### Selected extract

start

Crain’s New York Business, a news outlet run by Crain Communications, published a glowing story this week on the Kushner family’s newly signed PR firm and it reads almost like an over-the-top advertising brochure.
The piece ran with the title, “Caught in a corporate scandal? Under Congressional investigation? Call Finsbury!” — which sounds a lot closer to a cringe-worthy local billboard than a legitimate news headline. The body of the article wasn’t any better, as Crain’s senior reporter Aaron Elstein went on a nearly 1,300 word drivel pimping-out the accomplishments and ignoring the failures of Finsbury — the PR firm that Jared Kushner has selected to defend his name in the face of media scrutiny.
Elstein begins the piece by listing Kushner mounting PR issues: real estate troubles, money problems, legal battles, and political drama. But wait — Elstein argues — the beleaguered White House senior adviser has a savior!
“Major-league problems such as these,” writes the reporter, “require top-shelf public relations, which explains why Kushner Cos. recently hired Finsbury.”
Elstein went on to describe the “powerful” Finsbury as a firm capable of “putting the best possible spin on bad news” — because good promo material wouldn’t be complete without a catchphrase straight out of a Marketing 101 workshop. This led directly into the next section of this piece, which was sub-headlined “Spinning gold,” and included a glowing history of the PR firm.

end

### Set exercise a
Update the records by replacing "white cloud" with "cumulus cloud" and keeping everything else the same. Leave the pictures out of your answer.
The article and the records come from separate, unrelated sources.

Object position labeling records:

start

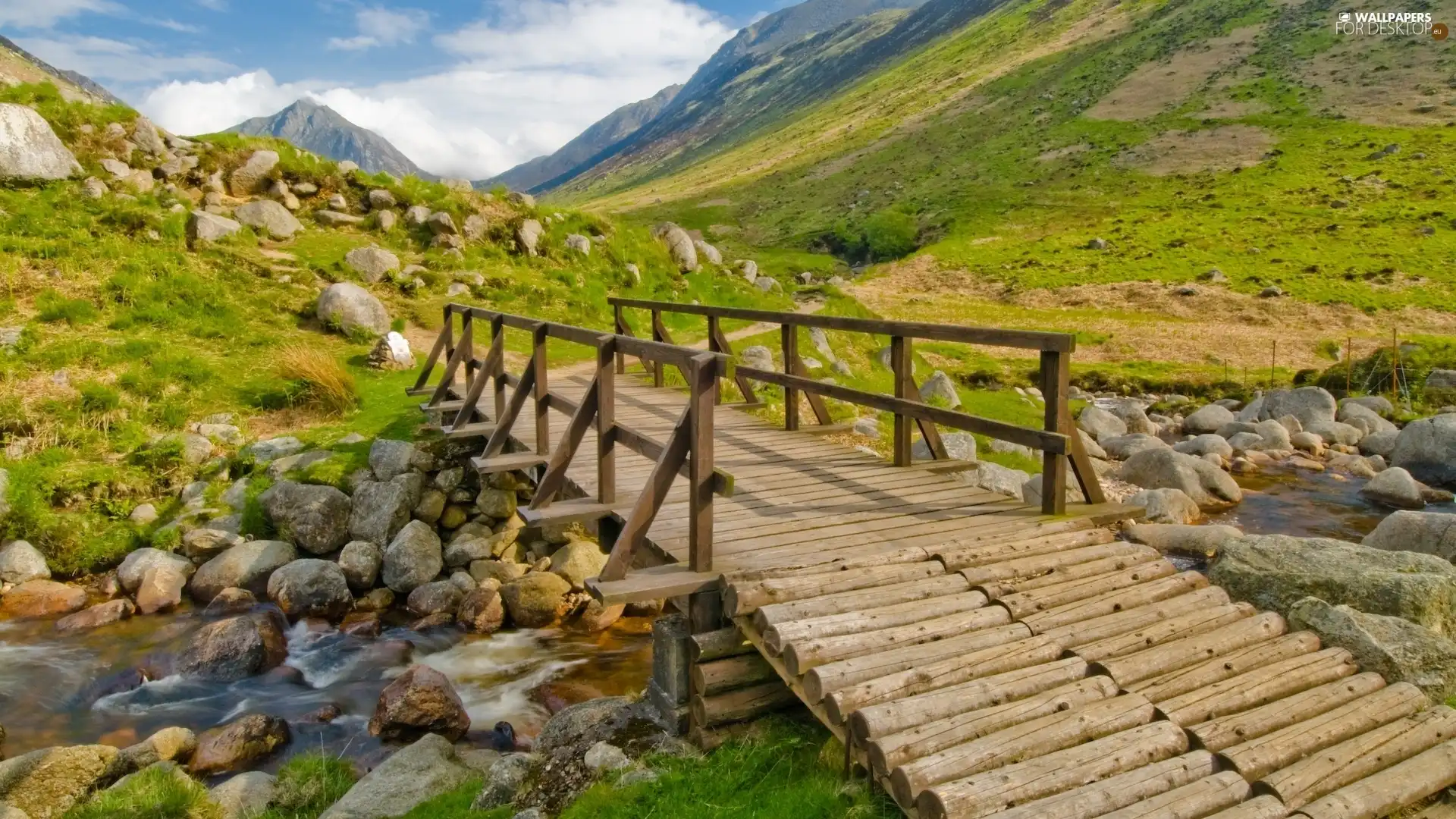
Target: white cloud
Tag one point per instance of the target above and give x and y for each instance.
(44, 14)
(383, 27)
(104, 58)
(526, 83)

end

### Set exercise b
Copy the article on the Kushner PR firm word for word, from "Crain’s New York" to "of media scrutiny.".

### Task answer a
Target: cumulus cloud
Tag one point per instance of the target above and give x and y for each instance.
(44, 14)
(383, 27)
(104, 58)
(526, 83)

### Task answer b
Crain’s New York Business, a news outlet run by Crain Communications, published a glowing story this week on the Kushner family’s newly signed PR firm and it reads almost like an over-the-top advertising brochure.
The piece ran with the title, “Caught in a corporate scandal? Under Congressional investigation? Call Finsbury!” — which sounds a lot closer to a cringe-worthy local billboard than a legitimate news headline. The body of the article wasn’t any better, as Crain’s senior reporter Aaron Elstein went on a nearly 1,300 word drivel pimping-out the accomplishments and ignoring the failures of Finsbury — the PR firm that Jared Kushner has selected to defend his name in the face of media scrutiny.